• TEXTO FORNECIDO
|---|
Escolas cívico-militares: decisão do governo é pouco efetiva e não acaba com militarização, dizem especialistas As críticas dos especialistas se voltam para a decisão de 'pouco impacto' do MEC e para o modelo de ensino em si, que não atingiu os objetivos esperados e é excludente.
O anúncio do encerramento do Programa Nacional das Escolas Cívico-Militares (Pecim), divulgado na quarta-feira (12), deixou especialistas aliviados, mas não totalmente satisfeitos. De acordo com pesquisadores e ex-integrantes do Ministério da Educação (MEC) ouvidos pelo g1, é preciso que o governo seja mais incisivo contra a militarização na educação básica.
Eles afirmam que o modelo é excludente (não abrange todas as escolas), não tem resultados comprovados (faltam estudos e dados) e custa caro aos cofres públicos. No ano passado, o programa consumiu R$ 64 milhões e atendeu o equivalente a 0,1% das escolas do país.
Abaixo, veja os cinco os principais temas que norteiam a discussão:
1- Objetivos não foram atingidos
Para Fernando Cássio, professor de políticas educacionais da Universidade Federal do ABC (UFABC), o ministério deveria ter se posicionado de maneira “firme e categórica, contra à militarização”.
De acordo com ele, que também é integrante da Campanha Nacional pelo Direito à Educação, o formato não trouxe evidências ou dados que comprovem sua efetividade na diminuição da evasão e na inibição casos de violência escolar, como havia sido prometido em sua implementação.
|---|
• REGISTROS
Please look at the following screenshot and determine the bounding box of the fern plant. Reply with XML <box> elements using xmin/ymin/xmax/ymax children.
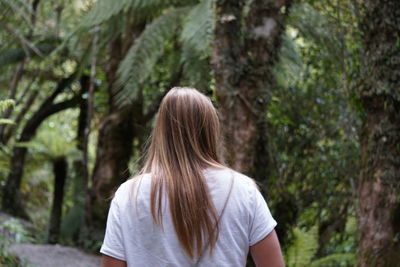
<box><xmin>285</xmin><ymin>226</ymin><xmax>355</xmax><ymax>267</ymax></box>
<box><xmin>0</xmin><ymin>99</ymin><xmax>15</xmax><ymax>124</ymax></box>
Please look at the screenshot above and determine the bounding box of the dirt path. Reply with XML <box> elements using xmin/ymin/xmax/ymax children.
<box><xmin>9</xmin><ymin>243</ymin><xmax>101</xmax><ymax>267</ymax></box>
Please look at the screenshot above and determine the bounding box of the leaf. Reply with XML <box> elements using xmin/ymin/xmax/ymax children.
<box><xmin>0</xmin><ymin>99</ymin><xmax>15</xmax><ymax>113</ymax></box>
<box><xmin>116</xmin><ymin>8</ymin><xmax>188</xmax><ymax>106</ymax></box>
<box><xmin>81</xmin><ymin>0</ymin><xmax>194</xmax><ymax>28</ymax></box>
<box><xmin>180</xmin><ymin>0</ymin><xmax>215</xmax><ymax>90</ymax></box>
<box><xmin>310</xmin><ymin>253</ymin><xmax>355</xmax><ymax>267</ymax></box>
<box><xmin>286</xmin><ymin>226</ymin><xmax>318</xmax><ymax>267</ymax></box>
<box><xmin>0</xmin><ymin>119</ymin><xmax>15</xmax><ymax>124</ymax></box>
<box><xmin>0</xmin><ymin>44</ymin><xmax>56</xmax><ymax>67</ymax></box>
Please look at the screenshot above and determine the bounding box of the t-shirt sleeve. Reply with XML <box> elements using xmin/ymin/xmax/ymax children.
<box><xmin>249</xmin><ymin>188</ymin><xmax>277</xmax><ymax>246</ymax></box>
<box><xmin>100</xmin><ymin>198</ymin><xmax>126</xmax><ymax>261</ymax></box>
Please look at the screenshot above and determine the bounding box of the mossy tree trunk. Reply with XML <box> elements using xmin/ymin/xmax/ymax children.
<box><xmin>358</xmin><ymin>0</ymin><xmax>400</xmax><ymax>267</ymax></box>
<box><xmin>48</xmin><ymin>157</ymin><xmax>68</xmax><ymax>244</ymax></box>
<box><xmin>213</xmin><ymin>0</ymin><xmax>291</xmax><ymax>180</ymax></box>
<box><xmin>2</xmin><ymin>74</ymin><xmax>81</xmax><ymax>219</ymax></box>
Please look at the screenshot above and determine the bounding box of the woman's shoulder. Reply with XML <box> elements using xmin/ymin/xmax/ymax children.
<box><xmin>113</xmin><ymin>174</ymin><xmax>149</xmax><ymax>201</ymax></box>
<box><xmin>204</xmin><ymin>167</ymin><xmax>257</xmax><ymax>191</ymax></box>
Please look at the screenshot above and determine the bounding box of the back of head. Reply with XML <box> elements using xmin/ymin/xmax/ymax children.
<box><xmin>143</xmin><ymin>87</ymin><xmax>223</xmax><ymax>258</ymax></box>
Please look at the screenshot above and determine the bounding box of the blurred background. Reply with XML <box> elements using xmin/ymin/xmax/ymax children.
<box><xmin>0</xmin><ymin>0</ymin><xmax>400</xmax><ymax>267</ymax></box>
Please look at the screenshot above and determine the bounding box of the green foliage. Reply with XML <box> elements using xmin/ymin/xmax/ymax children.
<box><xmin>0</xmin><ymin>44</ymin><xmax>56</xmax><ymax>67</ymax></box>
<box><xmin>180</xmin><ymin>0</ymin><xmax>215</xmax><ymax>90</ymax></box>
<box><xmin>310</xmin><ymin>253</ymin><xmax>355</xmax><ymax>267</ymax></box>
<box><xmin>117</xmin><ymin>8</ymin><xmax>188</xmax><ymax>105</ymax></box>
<box><xmin>0</xmin><ymin>99</ymin><xmax>15</xmax><ymax>113</ymax></box>
<box><xmin>0</xmin><ymin>219</ymin><xmax>35</xmax><ymax>267</ymax></box>
<box><xmin>285</xmin><ymin>226</ymin><xmax>355</xmax><ymax>267</ymax></box>
<box><xmin>286</xmin><ymin>226</ymin><xmax>318</xmax><ymax>267</ymax></box>
<box><xmin>0</xmin><ymin>99</ymin><xmax>15</xmax><ymax>124</ymax></box>
<box><xmin>81</xmin><ymin>0</ymin><xmax>194</xmax><ymax>28</ymax></box>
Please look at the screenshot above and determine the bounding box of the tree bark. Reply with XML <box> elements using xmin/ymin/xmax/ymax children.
<box><xmin>86</xmin><ymin>33</ymin><xmax>137</xmax><ymax>239</ymax></box>
<box><xmin>2</xmin><ymin>74</ymin><xmax>80</xmax><ymax>219</ymax></box>
<box><xmin>213</xmin><ymin>0</ymin><xmax>290</xmax><ymax>181</ymax></box>
<box><xmin>358</xmin><ymin>0</ymin><xmax>400</xmax><ymax>267</ymax></box>
<box><xmin>48</xmin><ymin>157</ymin><xmax>68</xmax><ymax>244</ymax></box>
<box><xmin>90</xmin><ymin>108</ymin><xmax>133</xmax><ymax>232</ymax></box>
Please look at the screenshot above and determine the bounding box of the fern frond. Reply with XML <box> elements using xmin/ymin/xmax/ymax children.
<box><xmin>81</xmin><ymin>0</ymin><xmax>194</xmax><ymax>28</ymax></box>
<box><xmin>181</xmin><ymin>0</ymin><xmax>215</xmax><ymax>55</ymax></box>
<box><xmin>286</xmin><ymin>226</ymin><xmax>318</xmax><ymax>267</ymax></box>
<box><xmin>180</xmin><ymin>0</ymin><xmax>215</xmax><ymax>90</ymax></box>
<box><xmin>0</xmin><ymin>119</ymin><xmax>15</xmax><ymax>124</ymax></box>
<box><xmin>274</xmin><ymin>32</ymin><xmax>304</xmax><ymax>87</ymax></box>
<box><xmin>0</xmin><ymin>99</ymin><xmax>15</xmax><ymax>113</ymax></box>
<box><xmin>290</xmin><ymin>4</ymin><xmax>340</xmax><ymax>56</ymax></box>
<box><xmin>0</xmin><ymin>44</ymin><xmax>56</xmax><ymax>67</ymax></box>
<box><xmin>116</xmin><ymin>8</ymin><xmax>188</xmax><ymax>105</ymax></box>
<box><xmin>310</xmin><ymin>253</ymin><xmax>355</xmax><ymax>267</ymax></box>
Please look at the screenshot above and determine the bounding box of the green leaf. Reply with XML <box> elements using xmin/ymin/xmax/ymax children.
<box><xmin>0</xmin><ymin>44</ymin><xmax>56</xmax><ymax>67</ymax></box>
<box><xmin>286</xmin><ymin>226</ymin><xmax>318</xmax><ymax>267</ymax></box>
<box><xmin>180</xmin><ymin>0</ymin><xmax>215</xmax><ymax>90</ymax></box>
<box><xmin>116</xmin><ymin>8</ymin><xmax>189</xmax><ymax>105</ymax></box>
<box><xmin>310</xmin><ymin>253</ymin><xmax>355</xmax><ymax>267</ymax></box>
<box><xmin>81</xmin><ymin>0</ymin><xmax>195</xmax><ymax>27</ymax></box>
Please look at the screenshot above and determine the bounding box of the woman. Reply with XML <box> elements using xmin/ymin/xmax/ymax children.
<box><xmin>101</xmin><ymin>88</ymin><xmax>284</xmax><ymax>267</ymax></box>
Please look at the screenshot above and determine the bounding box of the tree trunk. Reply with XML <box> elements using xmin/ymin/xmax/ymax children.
<box><xmin>2</xmin><ymin>74</ymin><xmax>80</xmax><ymax>219</ymax></box>
<box><xmin>358</xmin><ymin>0</ymin><xmax>400</xmax><ymax>267</ymax></box>
<box><xmin>213</xmin><ymin>0</ymin><xmax>290</xmax><ymax>180</ymax></box>
<box><xmin>48</xmin><ymin>157</ymin><xmax>68</xmax><ymax>244</ymax></box>
<box><xmin>90</xmin><ymin>108</ymin><xmax>133</xmax><ymax>232</ymax></box>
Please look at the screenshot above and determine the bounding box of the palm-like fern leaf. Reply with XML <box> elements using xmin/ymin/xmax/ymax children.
<box><xmin>286</xmin><ymin>227</ymin><xmax>318</xmax><ymax>267</ymax></box>
<box><xmin>310</xmin><ymin>253</ymin><xmax>355</xmax><ymax>267</ymax></box>
<box><xmin>81</xmin><ymin>0</ymin><xmax>195</xmax><ymax>28</ymax></box>
<box><xmin>112</xmin><ymin>8</ymin><xmax>189</xmax><ymax>105</ymax></box>
<box><xmin>0</xmin><ymin>44</ymin><xmax>56</xmax><ymax>67</ymax></box>
<box><xmin>180</xmin><ymin>0</ymin><xmax>215</xmax><ymax>89</ymax></box>
<box><xmin>290</xmin><ymin>4</ymin><xmax>340</xmax><ymax>55</ymax></box>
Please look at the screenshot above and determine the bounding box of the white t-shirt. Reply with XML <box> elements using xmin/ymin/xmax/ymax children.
<box><xmin>100</xmin><ymin>169</ymin><xmax>276</xmax><ymax>267</ymax></box>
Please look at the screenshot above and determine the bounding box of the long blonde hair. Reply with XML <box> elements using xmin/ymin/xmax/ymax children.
<box><xmin>141</xmin><ymin>87</ymin><xmax>223</xmax><ymax>258</ymax></box>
|---|
• TAREFAS
1/ Quais siglas aparecem entre parênteses na reportagem sobre as escolas cívico-militares, e o que cada uma designa?
2/ Repita o trecho da reportagem que começa em "Eles afirmam que" e termina em "em sua implementação.".
Os itens provêm de uma fonte diferente da reportagem.

• RESPOSTAS
1/
- Pecim: Programa Nacional das Escolas Cívico-Militares
- MEC: Ministério da Educação
- UFABC: Universidade Federal do ABC

2/
Eles afirmam que o modelo é excludente (não abrange todas as escolas), não tem resultados comprovados (faltam estudos e dados) e custa caro aos cofres públicos. No ano passado, o programa consumiu R$ 64 milhões e atendeu o equivalente a 0,1% das escolas do país.
Abaixo, veja os cinco os principais temas que norteiam a discussão:
1- Objetivos não foram atingidos
Para Fernando Cássio, professor de políticas educacionais da Universidade Federal do ABC (UFABC), o ministério deveria ter se posicionado de maneira “firme e categórica, contra à militarização”.
De acordo com ele, que também é integrante da Campanha Nacional pelo Direito à Educação, o formato não trouxe evidências ou dados que comprovem sua efetividade na diminuição da evasão e na inibição casos de violência escolar, como havia sido prometido em sua implementação.